### Questions to answer
1. In the blog post on Rochester's economic resilience, in what year did Rexford Fisher leave Kodak to start Lightwave?
2. From the blog post on Rochester's economic resilience, reproduce verbatim the stretch from "I decided to" through "last) open house.".

### Document segment

════════════════

Wednesday, March 5, 2008

Resilient Rochester Vol. 2

This is the second installment in a three-post series dealing with the actual resiliency of the Rochester economy as opposed to the perceived negativity.

The following stories highlight the role of city businesses in remaking the employment landscape in a world where mega-corporations are fewer and farther between.

by Matthew Daneman, Rochester Democrat and Chronicle

Article Key Points:
  • Kodak sold its health group last year. This became Carestream Health Inc.
  • With its corporate headquarters on Verona St., Carestream employs 8,100 worldwide, 1400 locally
  • Many of Carestream's workers at the West Ridge Road Facility inherited from Kodak had 20 to 30 years experience
  • In eight months following the sale, the company generated $200M after various debt repayments

I think this is an excellent example of how people twist the loss of Kodak job numbers for their statistical purposes. While naysayers will claim the loss of 1400 jobs in the local workforce, very little changed for the workers themselves.

Lightwave Can Trace its Shine Back to Brilliance at Kodak
by Matthew Daneman, Rochester Democrat and Chronicle

Article Key Points:

  • Rexford Fisher left Kodak in 2000 to start Lightwave, an optical engineering house
  • Kodak and Xerox have ended up customers of Lightwave
  • Rochester in general has national prominence in optics
  • 70 percent of products are shipped internationally

Despite downsizing, large companies can still give back to their home communities by liberating years of technical experience as well as business acumen. Mr. Fisher recognizes company's his niche in the local economy and does his best to fill a need without arrogant aspirations.

Small IT Company Growing Byte by Byte
by Daniel Wallace, Rochester Democrat & Chronicle

Article Key Points:

  • Tim Scahill built Layer 8 Group Inc. by purchasing unwanted divisions of smaller IT consulting groups
  • Since 2005, Layer 8 has grown at a 30% annual rate
  • Layer 8 occupies space in the renovated Buckingham Commons building on Allen St.

This shows the marketability of new downtown office space in historic structures as well as the entrepreneurial spirit exhibited by an MCC graduate who long worked as de facto IT before that term came into being.

Change in Strategy Saves Local Company
by Sean Dobbin, Rochester Democrat and Chronicle

Article Key Points:

  • Printing Methods Inc. is a full-service custom commercial printer on Emerson St.
  • Switched its focus in the late '90's from local companies to those outside the area
  • In last 13 years has increased workforce by 500% and sales by 800%
  • Kodak remains PMI's largest local client
  • National client base consists of pharmaceutical companies and banks

The ability to not sit on one's hands is already very important in the business world. Diversification of the economy is not evil as the old corporate guard would have you believe. Diversification of customer base can have the same effect on profitability and "growth" as increased work orders from a major firm.

I decided to leave the Microbrewery article out since both are still primarily based outside of the city. These other stories are certainly encouraging and whether these companies employ 15, 50, or 500, they are doing something to stabilize the community at large.

Tomorrow I will finish up with some facts and figures. This weekend I will get off of the Rochester kick for a little while and hopefully get a large piece on Pinellas County, Florida up by Sunday, a possible date for our first (and hopefully last) open house.

════════════════

### Extracted data entries

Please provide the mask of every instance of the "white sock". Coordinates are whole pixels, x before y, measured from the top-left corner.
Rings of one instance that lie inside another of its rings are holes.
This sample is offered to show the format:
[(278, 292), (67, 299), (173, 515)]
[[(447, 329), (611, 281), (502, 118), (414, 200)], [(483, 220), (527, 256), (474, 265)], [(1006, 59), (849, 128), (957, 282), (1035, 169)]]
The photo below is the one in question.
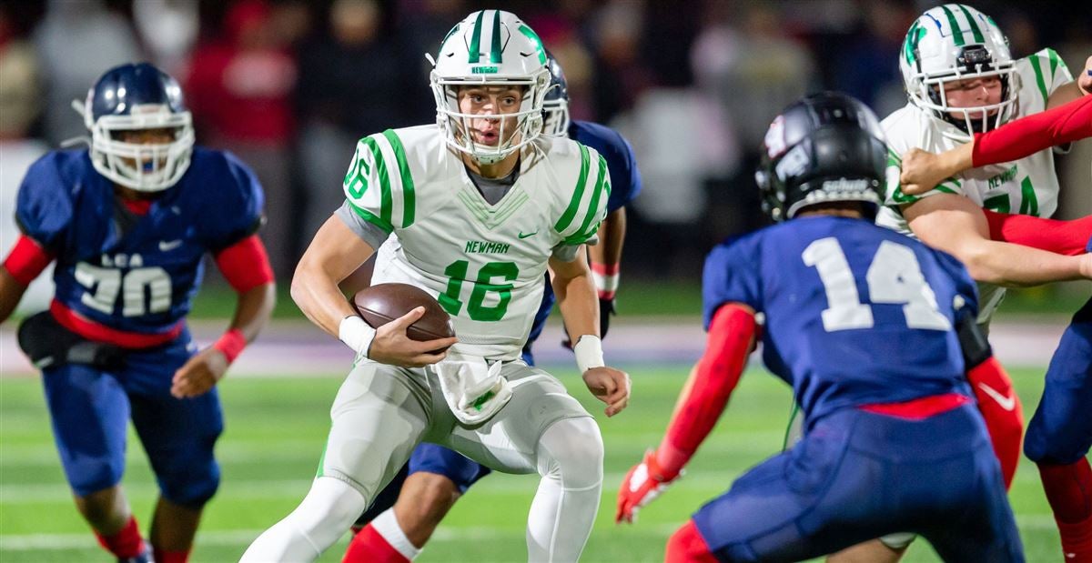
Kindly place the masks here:
[(265, 530), (239, 563), (314, 561), (368, 507), (364, 495), (333, 477), (319, 477), (292, 514)]
[(580, 559), (600, 510), (603, 439), (595, 419), (550, 424), (537, 447), (538, 492), (527, 515), (527, 561), (570, 563)]
[(402, 527), (399, 526), (399, 519), (394, 516), (394, 507), (387, 508), (382, 514), (376, 516), (376, 519), (371, 520), (371, 527), (379, 532), (380, 536), (387, 540), (402, 556), (413, 561), (420, 554), (420, 550), (424, 548), (417, 548), (410, 541), (405, 532), (402, 531)]

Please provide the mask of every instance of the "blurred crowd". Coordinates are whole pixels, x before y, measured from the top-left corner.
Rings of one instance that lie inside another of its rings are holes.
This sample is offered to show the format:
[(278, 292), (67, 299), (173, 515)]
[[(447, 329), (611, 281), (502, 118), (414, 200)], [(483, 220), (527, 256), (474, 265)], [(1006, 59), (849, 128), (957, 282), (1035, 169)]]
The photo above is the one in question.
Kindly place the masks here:
[[(696, 276), (705, 251), (764, 220), (752, 170), (770, 119), (841, 89), (880, 116), (905, 104), (898, 53), (936, 2), (912, 0), (49, 0), (0, 3), (0, 243), (23, 172), (86, 129), (72, 110), (106, 69), (149, 60), (183, 85), (198, 142), (248, 163), (285, 280), (342, 201), (355, 141), (435, 121), (425, 52), (473, 10), (523, 17), (560, 61), (574, 119), (637, 152), (627, 275)], [(974, 1), (1014, 57), (1080, 69), (1092, 2)], [(1059, 166), (1061, 217), (1092, 211), (1092, 142)]]

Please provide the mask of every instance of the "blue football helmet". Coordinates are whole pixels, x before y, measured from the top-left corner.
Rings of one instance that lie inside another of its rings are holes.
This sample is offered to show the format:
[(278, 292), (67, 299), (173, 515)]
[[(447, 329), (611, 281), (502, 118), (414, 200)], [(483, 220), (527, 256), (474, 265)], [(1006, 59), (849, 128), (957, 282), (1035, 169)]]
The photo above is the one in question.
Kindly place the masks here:
[(569, 136), (569, 83), (557, 59), (546, 51), (546, 68), (549, 69), (549, 88), (543, 100), (543, 134)]
[[(141, 192), (166, 190), (190, 166), (193, 118), (182, 101), (182, 88), (150, 63), (106, 71), (87, 91), (81, 113), (91, 131), (95, 170), (120, 185)], [(118, 139), (123, 131), (149, 129), (170, 130), (174, 141), (144, 144)]]
[(774, 221), (810, 205), (860, 202), (876, 217), (883, 202), (887, 144), (873, 110), (838, 92), (811, 94), (770, 123), (755, 180)]

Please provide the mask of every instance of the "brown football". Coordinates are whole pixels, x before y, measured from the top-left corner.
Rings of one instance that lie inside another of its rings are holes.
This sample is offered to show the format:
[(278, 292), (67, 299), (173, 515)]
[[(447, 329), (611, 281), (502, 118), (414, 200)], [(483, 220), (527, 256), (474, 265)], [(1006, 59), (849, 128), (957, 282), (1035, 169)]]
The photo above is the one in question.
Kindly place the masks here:
[(451, 316), (440, 303), (424, 289), (408, 284), (379, 284), (364, 288), (353, 296), (353, 303), (372, 328), (379, 328), (417, 307), (424, 307), (425, 315), (406, 328), (406, 336), (424, 342), (455, 335)]

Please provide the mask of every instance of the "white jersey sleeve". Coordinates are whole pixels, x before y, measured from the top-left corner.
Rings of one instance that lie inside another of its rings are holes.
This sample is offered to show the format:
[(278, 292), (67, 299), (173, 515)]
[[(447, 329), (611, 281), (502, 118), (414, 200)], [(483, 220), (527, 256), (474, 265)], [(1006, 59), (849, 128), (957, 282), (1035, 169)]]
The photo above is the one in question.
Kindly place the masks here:
[(416, 191), (405, 147), (392, 130), (361, 139), (342, 182), (361, 218), (390, 233), (416, 218)]
[[(1051, 94), (1071, 80), (1069, 69), (1053, 49), (1043, 49), (1018, 60), (1018, 83), (1014, 86), (1018, 88), (1019, 109), (1013, 119), (1045, 110)], [(902, 172), (901, 155), (911, 148), (941, 153), (964, 143), (965, 134), (961, 134), (951, 123), (935, 117), (931, 111), (910, 104), (883, 119), (880, 127), (888, 141), (888, 169), (885, 206), (877, 217), (879, 225), (913, 237), (914, 233), (902, 215), (902, 207), (938, 193), (963, 195), (980, 207), (998, 213), (1049, 217), (1057, 208), (1058, 178), (1051, 149), (1040, 151), (1011, 163), (965, 170), (946, 179), (925, 194), (907, 195), (902, 192), (899, 182)], [(980, 283), (978, 292), (978, 321), (986, 323), (1005, 296), (1005, 289)]]

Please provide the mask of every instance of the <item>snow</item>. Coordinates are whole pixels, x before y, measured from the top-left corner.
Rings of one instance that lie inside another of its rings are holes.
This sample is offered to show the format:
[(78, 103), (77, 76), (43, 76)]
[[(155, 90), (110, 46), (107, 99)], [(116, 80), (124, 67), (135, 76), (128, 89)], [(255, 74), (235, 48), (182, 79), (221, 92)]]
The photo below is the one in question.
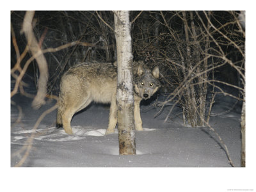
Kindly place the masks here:
[[(33, 90), (27, 90), (33, 92)], [(14, 166), (24, 155), (19, 150), (29, 144), (35, 134), (33, 147), (22, 166), (32, 167), (230, 167), (224, 147), (209, 127), (186, 127), (180, 109), (175, 107), (171, 118), (164, 120), (171, 106), (160, 115), (152, 106), (154, 100), (141, 105), (143, 131), (136, 132), (136, 155), (119, 156), (117, 130), (105, 135), (108, 123), (109, 107), (92, 104), (72, 118), (73, 135), (55, 127), (56, 110), (48, 114), (38, 127), (33, 127), (40, 115), (55, 104), (47, 100), (38, 110), (31, 107), (32, 100), (15, 95), (12, 99), (22, 109), (20, 122), (16, 122), (19, 110), (11, 106), (11, 166)], [(212, 113), (225, 111), (235, 100), (219, 97)], [(212, 116), (210, 124), (227, 145), (236, 166), (240, 166), (241, 106), (228, 114)]]
[[(31, 88), (26, 91), (35, 94)], [(227, 97), (217, 99), (212, 107), (214, 113), (225, 111), (234, 103)], [(15, 185), (9, 184), (10, 191), (20, 189), (19, 186), (27, 182), (31, 185), (26, 186), (27, 191), (34, 191), (35, 189), (38, 191), (49, 189), (115, 191), (122, 187), (124, 178), (132, 179), (136, 191), (166, 191), (166, 189), (172, 191), (173, 188), (173, 191), (195, 191), (191, 190), (192, 186), (196, 191), (253, 189), (248, 185), (253, 183), (253, 177), (247, 177), (242, 184), (239, 182), (238, 175), (244, 174), (243, 168), (230, 168), (230, 164), (218, 138), (208, 127), (184, 127), (181, 115), (177, 115), (180, 113), (178, 107), (174, 108), (171, 118), (163, 123), (172, 106), (165, 107), (160, 115), (154, 118), (159, 110), (152, 106), (155, 100), (143, 101), (141, 115), (144, 131), (136, 131), (136, 155), (120, 156), (117, 131), (104, 135), (108, 123), (108, 106), (92, 103), (75, 115), (72, 121), (74, 134), (69, 136), (62, 128), (55, 127), (56, 111), (46, 115), (38, 127), (33, 130), (40, 115), (53, 106), (55, 101), (47, 100), (42, 108), (34, 110), (31, 107), (31, 99), (18, 93), (12, 100), (20, 107), (22, 114), (21, 121), (16, 122), (20, 114), (17, 106), (11, 105), (11, 167), (22, 158), (25, 151), (20, 150), (29, 146), (28, 139), (31, 134), (35, 136), (29, 156), (22, 165), (34, 168), (11, 168), (6, 172), (5, 177), (15, 182)], [(240, 166), (240, 115), (241, 106), (237, 105), (230, 113), (210, 120), (210, 124), (227, 145), (236, 166)], [(36, 167), (58, 168), (35, 169)], [(79, 168), (75, 168), (77, 167)], [(129, 168), (124, 169), (125, 167)], [(216, 168), (188, 168), (191, 167)], [(227, 181), (228, 177), (230, 182)], [(200, 187), (195, 186), (198, 180)], [(44, 182), (47, 184), (42, 184)], [(131, 190), (127, 187), (123, 191)]]

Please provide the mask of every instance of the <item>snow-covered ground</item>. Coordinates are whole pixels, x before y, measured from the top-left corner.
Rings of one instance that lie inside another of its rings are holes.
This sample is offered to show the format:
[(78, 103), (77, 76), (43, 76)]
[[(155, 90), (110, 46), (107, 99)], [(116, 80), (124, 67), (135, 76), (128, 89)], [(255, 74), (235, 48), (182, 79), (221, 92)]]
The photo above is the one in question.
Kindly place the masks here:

════════════════

### Replies
1. 2000

2.
I decided to leave the Microbrewery article out since both are still primarily based outside of the city. These other stories are certainly encouraging and whether these companies employ 15, 50, or 500, they are doing something to stabilize the community at large.

Tomorrow I will finish up with some facts and figures. This weekend I will get off of the Rochester kick for a little while and hopefully get a large piece on Pinellas County, Florida up by Sunday, a possible date for our first (and hopefully last) open house.